**READING TEXT**
[start]
Alfréd Meissner (April 10, 1871 – September 29, 1950) was a Czechoslovak politician and member of the Social Democratic Party in the First Czechoslovak Republic. He was elected to the National Assembly and served twice as Minister of Justice and twice as Minister of Social Welfare of the republic. Following the German occupation of Czechoslovakia during the Second World War, he was deported to the Theresienstadt concentration camp. He survived the Holocaust, and after the war he returned to Prague where he died at the age of 79.

Life 
Alfréd Meissner was born in Mladá Boleslav, a city about 50 kilometres (31 miles) northeast of Prag, on April 10, 1871, in what was then the Kingdom of Bohemia, a crown-land of the Austro-Hungarian Empire. He studied law at the University of Vienna and the University of Prague. After obtaining the degree of Doctor of Law, he worked as a lawyer in Prague. In 1898 he joined the Social Democratic Party (a forerunner of today's Czech Social Democratic Party), of which he became an influential member. He married Rosa Sommer (born 1887), and together they had three children.
[end]
**TASKS FOR THIS EXERCISE**
1. Do these statements agree with the biography of Alfréd Meissner? For each, answer yes or no and quote the words of the biography that decide it. (a) Meissner studied law in both Vienna and Prague. (b) Meissner joined the Social Democratic Party in 1908. (c) Meissner served three times as Minister of Justice.
2. Pick up the biography of Alfréd Meissner after its last sentence and write a further passage.

Region annotation entries:
[start]
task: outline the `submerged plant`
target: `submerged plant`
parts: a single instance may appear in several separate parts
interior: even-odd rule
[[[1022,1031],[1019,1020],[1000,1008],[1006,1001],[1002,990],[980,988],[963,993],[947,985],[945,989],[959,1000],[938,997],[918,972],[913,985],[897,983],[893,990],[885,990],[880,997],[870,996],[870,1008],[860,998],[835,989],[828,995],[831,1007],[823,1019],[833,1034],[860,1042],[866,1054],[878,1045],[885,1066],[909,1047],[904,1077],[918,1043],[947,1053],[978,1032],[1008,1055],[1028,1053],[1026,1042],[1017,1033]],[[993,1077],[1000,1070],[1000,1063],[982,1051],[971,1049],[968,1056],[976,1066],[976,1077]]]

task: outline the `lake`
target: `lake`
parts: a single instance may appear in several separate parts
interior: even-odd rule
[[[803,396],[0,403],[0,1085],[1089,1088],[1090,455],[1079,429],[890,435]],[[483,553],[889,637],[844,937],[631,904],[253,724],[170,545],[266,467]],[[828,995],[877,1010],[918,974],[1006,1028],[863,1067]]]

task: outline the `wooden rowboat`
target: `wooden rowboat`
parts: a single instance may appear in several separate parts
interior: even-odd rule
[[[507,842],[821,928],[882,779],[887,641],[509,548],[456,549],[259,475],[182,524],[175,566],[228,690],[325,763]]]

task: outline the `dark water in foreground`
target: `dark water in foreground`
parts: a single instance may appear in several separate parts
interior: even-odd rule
[end]
**TASK RESPONSES**
1.
(a) Yes: "He studied law at the University of Vienna and the University of Prague."
(b) No: "In 1898 he joined the Social Democratic Party"
(c) No: "served twice as Minister of Justice"

2.
When the First Czechoslovak Republic was formed in 1918, he was elected to the Chamber of Deputies of the National Assembly. Meissner made important contributions to statutes and the constitution of the new republic. He served as Minister of Justice of the Czechoslovak Republic from May 25, 1920, until September 15, 1920; and from July 12, 1929, until February 14, 1934. Subsequently, he was made Minister of Social Welfare in 1934. An office he held until June 4, 1935, when he was replaced by Jaromír Nečas. He then briefly held the same post again, from November 5 to December 18, at the end of 1935. In 1930 Meissner was made honorary president of the conference of the International Association of Penal Law in Prague. He was also the managing director of a factory. By reelection (in 1925, 1929 and 1935) he remained a member of the National Assembly until the German invasion and subsequent occupation in 1939.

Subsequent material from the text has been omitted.